__Article__.
**********
How to set xgb-params in spark

layor · November 7, 2018, 12:06pm

I try to use xgboost(0.72) in spark(2.1) to train a regression model。
here is my code
val paramsMap = List("eta" -> 0.1, "subsample" -> 0.8, "colsample_bytree" -> 0.8, "max_depth" -> 8, "objective" -> "reg:linear", "eval_metric" -> "mae", "lambda" -> 5, "silent" -> 1).toMap
val reg = XGBoost.trainWithRDD(train_rdd, paramsMap, 128, 4)
reg.save(OUTPUT)
then i check the model file. the metadata is below
{"class":"ml.dmlc.xgboost4j.scala.spark.XGBoostRegressionModel","timestamp":1541583942736,"sparkVersion":"2.1.1","uid":"XGBoostRegressionModel_2b546d5b3cc1","paramMap":{"subsample":1.0,"max_bin":16,"gamma":0.0,"tree_method":"auto","featuresCol":"features","min_child_weight":1.0,"predictionCol":"prediction","grow_policy":"depthwise","lambda":1.0,"sketch_eps":0.03,"scale_pos_weight":1.0,"labelCol":"label","colsample_bylevel":1.0,"normalize_type":"tree","colsample_bytree":1.0,"skip_drop":0.0,"booster":"gbtree","use_external_memory":false,"eta":0.3,"max_delta_step":0.0,"alpha":0.0,"sample_type":"uniform","max_depth":6,"rate_drop":0.0,"lambda_bias":0.0}}
as you can see, The parameter is still the default
So How to set regression model parameter correctly?
**********
__Data excerpt__.
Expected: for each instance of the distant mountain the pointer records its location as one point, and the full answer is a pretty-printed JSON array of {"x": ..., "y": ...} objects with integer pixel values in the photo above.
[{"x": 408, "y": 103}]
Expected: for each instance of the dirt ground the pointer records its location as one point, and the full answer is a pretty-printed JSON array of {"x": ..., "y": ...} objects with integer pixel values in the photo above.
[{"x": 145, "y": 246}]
**********
__Job__. Extend the forum thread about setting XGBoost parameters in Spark, picking up right after its final sentence. Leave the material aside; it has no role here.

__Task answer__.
THX

hcho3 · November 7, 2018, 11:23pm

@CodingCat Any idea about this? Do we support save() method?

CodingCat · November 9, 2018, 5:33am

can you try 0.8x

0.72 might has bug there

layor · November 9, 2018, 6:21am

Our cluster’s spark version is 2.1， it seems like not fit 0.8。
And i want to know, Though the parameter in metadata is default, the parameter in model is what i set ?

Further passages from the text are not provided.